Copy every line that contains the string "pixel" from the entries below.
______
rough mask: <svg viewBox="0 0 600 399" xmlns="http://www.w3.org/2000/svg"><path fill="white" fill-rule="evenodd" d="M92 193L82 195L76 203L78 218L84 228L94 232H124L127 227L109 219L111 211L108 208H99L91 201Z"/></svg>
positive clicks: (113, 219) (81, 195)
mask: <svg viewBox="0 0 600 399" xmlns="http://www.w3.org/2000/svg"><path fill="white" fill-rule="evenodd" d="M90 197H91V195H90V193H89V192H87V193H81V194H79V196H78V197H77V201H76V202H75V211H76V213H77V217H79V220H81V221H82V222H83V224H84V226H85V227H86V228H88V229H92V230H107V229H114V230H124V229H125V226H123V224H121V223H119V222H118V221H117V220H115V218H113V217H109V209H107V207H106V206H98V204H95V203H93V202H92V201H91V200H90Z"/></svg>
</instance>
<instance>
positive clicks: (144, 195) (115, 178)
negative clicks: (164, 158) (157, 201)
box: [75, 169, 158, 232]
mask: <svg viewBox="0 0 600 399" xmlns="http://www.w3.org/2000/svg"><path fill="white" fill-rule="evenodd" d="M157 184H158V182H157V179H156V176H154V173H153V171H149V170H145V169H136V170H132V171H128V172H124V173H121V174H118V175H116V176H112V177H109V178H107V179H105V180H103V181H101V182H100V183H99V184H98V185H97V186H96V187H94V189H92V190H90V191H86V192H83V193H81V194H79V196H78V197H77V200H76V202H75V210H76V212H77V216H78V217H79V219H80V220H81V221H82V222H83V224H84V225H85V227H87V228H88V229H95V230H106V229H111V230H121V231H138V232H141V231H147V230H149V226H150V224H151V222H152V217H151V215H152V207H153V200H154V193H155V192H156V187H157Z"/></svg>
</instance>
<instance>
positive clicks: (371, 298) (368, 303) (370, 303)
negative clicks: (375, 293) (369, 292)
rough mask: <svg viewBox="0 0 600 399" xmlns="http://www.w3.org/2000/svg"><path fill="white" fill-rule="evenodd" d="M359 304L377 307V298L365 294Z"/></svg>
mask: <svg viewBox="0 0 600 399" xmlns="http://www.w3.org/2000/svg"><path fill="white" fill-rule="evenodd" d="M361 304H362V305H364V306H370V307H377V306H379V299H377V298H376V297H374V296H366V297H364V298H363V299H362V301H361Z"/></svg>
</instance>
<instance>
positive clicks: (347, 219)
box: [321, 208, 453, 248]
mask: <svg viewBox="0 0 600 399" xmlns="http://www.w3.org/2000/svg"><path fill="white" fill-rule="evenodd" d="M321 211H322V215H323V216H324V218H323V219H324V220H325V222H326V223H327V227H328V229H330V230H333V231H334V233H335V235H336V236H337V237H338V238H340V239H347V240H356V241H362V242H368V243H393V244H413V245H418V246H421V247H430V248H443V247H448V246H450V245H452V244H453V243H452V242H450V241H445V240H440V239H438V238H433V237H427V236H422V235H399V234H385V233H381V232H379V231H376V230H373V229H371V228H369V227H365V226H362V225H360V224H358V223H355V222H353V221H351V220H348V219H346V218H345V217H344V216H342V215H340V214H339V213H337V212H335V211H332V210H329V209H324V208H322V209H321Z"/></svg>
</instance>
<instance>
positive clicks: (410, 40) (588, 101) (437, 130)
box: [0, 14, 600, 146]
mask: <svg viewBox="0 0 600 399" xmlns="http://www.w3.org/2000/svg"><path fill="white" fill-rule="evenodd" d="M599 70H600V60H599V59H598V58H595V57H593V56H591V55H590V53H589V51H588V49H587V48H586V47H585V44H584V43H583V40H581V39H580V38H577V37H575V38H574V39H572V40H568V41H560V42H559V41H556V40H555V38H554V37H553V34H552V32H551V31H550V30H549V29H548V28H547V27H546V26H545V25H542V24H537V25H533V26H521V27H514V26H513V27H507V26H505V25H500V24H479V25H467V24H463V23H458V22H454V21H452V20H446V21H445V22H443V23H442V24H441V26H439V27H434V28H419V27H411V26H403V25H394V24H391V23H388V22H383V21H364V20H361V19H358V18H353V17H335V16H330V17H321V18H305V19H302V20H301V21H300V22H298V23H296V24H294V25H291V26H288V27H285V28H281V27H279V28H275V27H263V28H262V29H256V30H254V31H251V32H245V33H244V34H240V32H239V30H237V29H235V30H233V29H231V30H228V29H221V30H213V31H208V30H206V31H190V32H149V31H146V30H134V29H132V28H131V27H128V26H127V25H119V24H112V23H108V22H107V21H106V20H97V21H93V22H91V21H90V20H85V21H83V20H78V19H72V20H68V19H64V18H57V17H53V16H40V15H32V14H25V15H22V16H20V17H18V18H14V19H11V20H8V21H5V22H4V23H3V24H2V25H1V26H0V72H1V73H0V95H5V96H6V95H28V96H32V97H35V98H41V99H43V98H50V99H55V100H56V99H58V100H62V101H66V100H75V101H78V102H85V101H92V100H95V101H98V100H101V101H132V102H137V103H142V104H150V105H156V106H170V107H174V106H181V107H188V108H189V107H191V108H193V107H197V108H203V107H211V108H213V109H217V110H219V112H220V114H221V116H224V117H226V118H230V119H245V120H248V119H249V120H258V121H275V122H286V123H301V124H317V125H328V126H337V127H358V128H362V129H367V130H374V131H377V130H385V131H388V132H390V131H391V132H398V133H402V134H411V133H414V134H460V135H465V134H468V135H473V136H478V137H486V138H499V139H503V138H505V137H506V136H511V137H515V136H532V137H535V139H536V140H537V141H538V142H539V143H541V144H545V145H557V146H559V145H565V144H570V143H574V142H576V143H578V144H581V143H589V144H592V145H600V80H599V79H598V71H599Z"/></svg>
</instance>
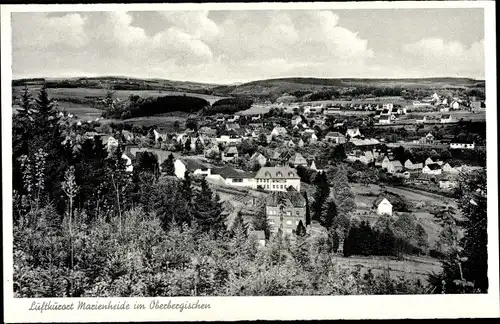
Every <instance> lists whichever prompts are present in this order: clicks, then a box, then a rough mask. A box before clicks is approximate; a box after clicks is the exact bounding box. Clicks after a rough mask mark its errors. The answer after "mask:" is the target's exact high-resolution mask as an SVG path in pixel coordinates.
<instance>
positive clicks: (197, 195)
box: [193, 178, 226, 237]
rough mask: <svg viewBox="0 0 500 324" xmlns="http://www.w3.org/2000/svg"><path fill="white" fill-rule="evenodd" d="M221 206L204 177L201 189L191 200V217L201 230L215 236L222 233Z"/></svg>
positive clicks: (216, 194) (218, 234)
mask: <svg viewBox="0 0 500 324" xmlns="http://www.w3.org/2000/svg"><path fill="white" fill-rule="evenodd" d="M222 211H223V208H222V203H221V202H220V198H219V196H218V195H217V194H215V195H214V194H213V192H212V190H211V189H210V187H209V186H208V183H207V180H206V179H205V178H203V179H202V181H201V190H200V191H199V192H198V193H197V194H196V195H195V197H194V200H193V217H194V220H195V221H196V223H197V224H198V227H199V229H200V230H201V231H202V232H207V233H212V234H214V235H215V236H216V237H220V236H221V235H223V234H224V232H225V229H226V225H225V223H224V218H225V217H224V215H223V214H222Z"/></svg>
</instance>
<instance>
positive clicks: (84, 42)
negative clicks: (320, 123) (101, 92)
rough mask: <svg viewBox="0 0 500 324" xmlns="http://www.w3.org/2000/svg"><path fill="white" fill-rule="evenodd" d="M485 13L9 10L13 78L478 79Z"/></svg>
mask: <svg viewBox="0 0 500 324" xmlns="http://www.w3.org/2000/svg"><path fill="white" fill-rule="evenodd" d="M484 69H485V68H484V13H483V9H465V8H464V9H369V10H368V9H356V10H353V9H350V10H346V9H344V10H311V11H306V10H239V11H234V10H233V11H155V12H153V11H138V12H130V11H129V12H126V11H113V12H51V13H50V12H49V13H38V12H26V13H20V12H18V13H12V70H13V71H12V72H13V77H14V78H24V77H75V76H80V77H82V76H105V75H117V76H128V77H139V78H162V79H170V80H180V81H196V82H206V83H218V84H231V83H236V82H247V81H252V80H258V79H269V78H280V77H319V78H349V77H351V78H419V77H470V78H475V79H484V73H485V71H484Z"/></svg>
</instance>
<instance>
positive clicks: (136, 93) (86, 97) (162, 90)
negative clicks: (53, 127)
mask: <svg viewBox="0 0 500 324" xmlns="http://www.w3.org/2000/svg"><path fill="white" fill-rule="evenodd" d="M28 89H29V91H30V93H31V94H32V95H33V96H34V95H36V92H37V91H38V90H39V89H40V86H29V87H28ZM23 90H24V87H23V86H16V87H13V88H12V95H13V96H16V98H18V97H19V96H20V95H21V94H22V92H23ZM47 91H48V93H49V96H50V97H51V98H54V99H56V100H58V101H64V99H68V98H71V99H77V100H82V101H83V100H86V99H87V100H88V99H93V98H96V97H104V96H105V95H106V92H107V91H108V90H106V89H94V88H48V89H47ZM113 93H114V97H115V98H121V99H125V98H128V97H129V96H130V95H138V96H140V97H160V96H183V95H186V96H190V97H196V98H202V99H205V100H207V101H208V102H209V103H210V104H213V103H214V102H216V101H218V100H220V99H223V98H224V97H217V96H212V95H205V94H199V93H190V92H179V91H164V90H113Z"/></svg>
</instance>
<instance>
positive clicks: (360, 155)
mask: <svg viewBox="0 0 500 324" xmlns="http://www.w3.org/2000/svg"><path fill="white" fill-rule="evenodd" d="M347 161H349V162H356V161H359V162H361V163H363V164H368V163H369V161H368V159H367V158H366V156H365V154H364V153H363V152H362V151H361V150H355V151H352V152H351V153H349V154H347Z"/></svg>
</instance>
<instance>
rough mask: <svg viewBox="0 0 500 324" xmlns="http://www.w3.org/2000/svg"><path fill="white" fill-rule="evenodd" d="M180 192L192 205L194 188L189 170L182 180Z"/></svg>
mask: <svg viewBox="0 0 500 324" xmlns="http://www.w3.org/2000/svg"><path fill="white" fill-rule="evenodd" d="M180 192H181V194H182V195H183V197H184V198H185V199H186V201H188V202H189V203H191V201H192V199H193V187H192V184H191V175H190V173H189V171H188V170H186V171H185V172H184V179H183V180H182V182H181V184H180Z"/></svg>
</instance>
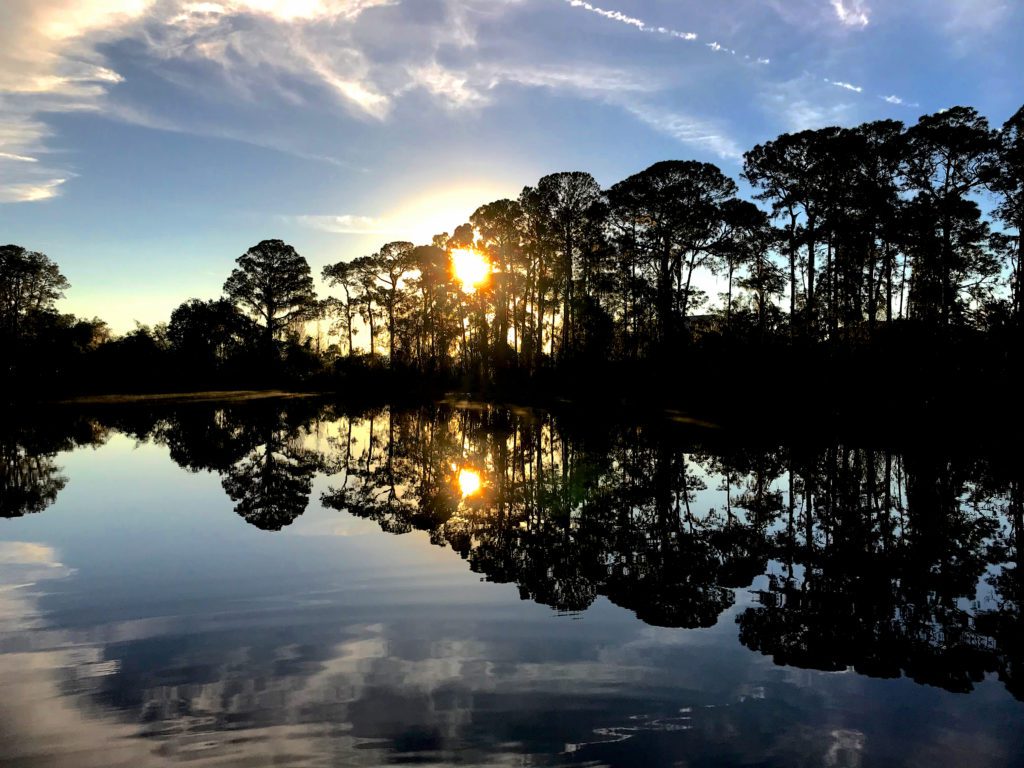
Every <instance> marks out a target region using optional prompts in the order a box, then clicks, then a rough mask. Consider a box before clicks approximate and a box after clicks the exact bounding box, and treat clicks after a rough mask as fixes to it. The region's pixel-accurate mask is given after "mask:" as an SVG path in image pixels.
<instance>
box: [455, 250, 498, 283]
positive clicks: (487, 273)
mask: <svg viewBox="0 0 1024 768" xmlns="http://www.w3.org/2000/svg"><path fill="white" fill-rule="evenodd" d="M452 272H453V273H454V274H455V278H456V280H458V281H459V282H460V283H462V290H463V291H465V292H466V293H474V292H475V291H476V289H477V288H479V287H480V286H482V285H483V284H484V283H485V282H486V280H487V276H488V275H489V274H490V262H489V261H487V258H486V256H484V255H483V254H482V253H480V252H479V251H474V250H472V249H470V248H460V249H459V250H457V251H452Z"/></svg>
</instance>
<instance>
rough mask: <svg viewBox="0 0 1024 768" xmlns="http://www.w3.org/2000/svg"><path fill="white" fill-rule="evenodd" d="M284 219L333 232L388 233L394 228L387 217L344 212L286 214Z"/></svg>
mask: <svg viewBox="0 0 1024 768" xmlns="http://www.w3.org/2000/svg"><path fill="white" fill-rule="evenodd" d="M284 218H285V220H286V221H289V222H294V223H296V224H299V225H302V226H307V227H309V228H311V229H318V230H319V231H324V232H331V233H333V234H388V233H391V232H392V231H393V230H394V226H393V224H391V223H389V222H388V221H387V219H383V218H375V217H373V216H357V215H354V214H350V213H346V214H342V215H340V216H286V217H284Z"/></svg>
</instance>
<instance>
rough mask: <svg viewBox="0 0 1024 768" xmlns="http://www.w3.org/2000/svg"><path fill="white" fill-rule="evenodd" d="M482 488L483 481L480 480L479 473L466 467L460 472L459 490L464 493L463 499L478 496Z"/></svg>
mask: <svg viewBox="0 0 1024 768" xmlns="http://www.w3.org/2000/svg"><path fill="white" fill-rule="evenodd" d="M482 486H483V481H482V480H481V479H480V473H479V472H476V471H474V470H472V469H466V468H465V467H463V468H462V469H460V470H459V489H460V490H461V492H462V498H463V499H465V498H467V497H470V496H476V495H477V494H479V493H480V488H481V487H482Z"/></svg>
______
- Your solution:
Every <instance> lists whichever prompts are present in this order: clicks, then a box, then a rough mask. A box before clicks is approximate; a box after clicks is the exact bounding box. Clicks after a rough mask mark its errors. The answer after "mask:" is the target's exact high-resolution mask as an SVG path in pixel coordinates.
Every <instance> marks out a target region using optional prompts in the order a box, then clicks, then a rough mask. Consider a box before clicks approximate and a box after clicks the exact bounding box, and treat clicks after a rough mask as fixes to it. The region's pixel-accurate mask is given after "mask:" as an SVG path in image pixels.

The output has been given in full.